**WHAT YOU NEED TO DO:**
Arrange every line of the entries below as a numbered list, skipping blank lines and leaving out the pictures.
—————
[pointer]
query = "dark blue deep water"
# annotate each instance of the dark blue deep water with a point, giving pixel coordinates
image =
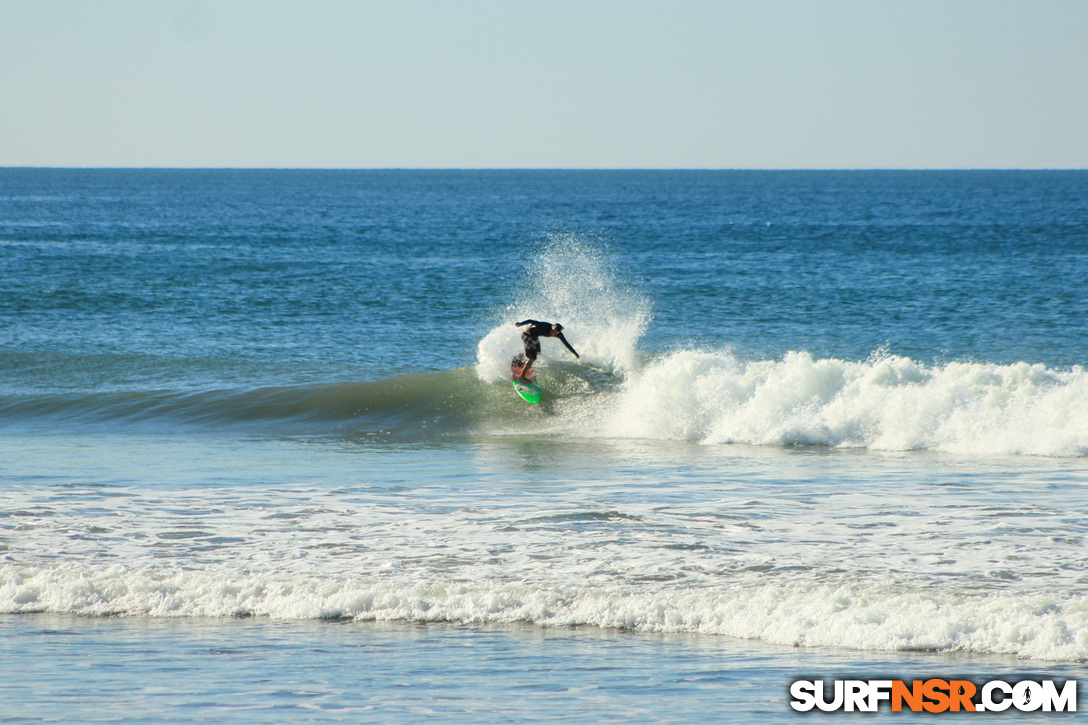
(259, 425)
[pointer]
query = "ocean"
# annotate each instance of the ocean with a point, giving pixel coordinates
(260, 458)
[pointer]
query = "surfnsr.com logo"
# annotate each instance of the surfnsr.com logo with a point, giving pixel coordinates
(932, 696)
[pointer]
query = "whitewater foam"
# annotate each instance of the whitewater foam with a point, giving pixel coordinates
(857, 615)
(888, 403)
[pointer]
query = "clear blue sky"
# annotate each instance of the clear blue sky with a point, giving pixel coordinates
(718, 84)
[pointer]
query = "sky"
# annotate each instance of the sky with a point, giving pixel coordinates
—————
**COMPLETE OUTPUT:**
1. [pointer]
2. query = "dark blue deep water"
3. # annotate each instance of the dark blue deep water with a point, giving pixel coordinates
4. image =
5. (259, 425)
6. [pointer]
7. query = "ocean"
8. # annotate each instance of the ocean with a point, giving pixel coordinates
9. (260, 458)
10. [pointer]
11. query = "surfnsr.com logo"
12. # annotate each instance of the surfnsr.com logo with a point, giving pixel coordinates
13. (932, 696)
14. [pointer]
15. query = "whitewater foam"
16. # annotate each instance of the whitewater foam with a point, giving pixel coordinates
17. (857, 615)
18. (888, 403)
19. [pointer]
20. query = "clear blue sky"
21. # annotate each instance of the clear blue sky with a point, giving pixel coordinates
22. (718, 84)
23. [pointer]
24. query = "sky"
25. # annotate each instance of the sky with a point, giving pixel coordinates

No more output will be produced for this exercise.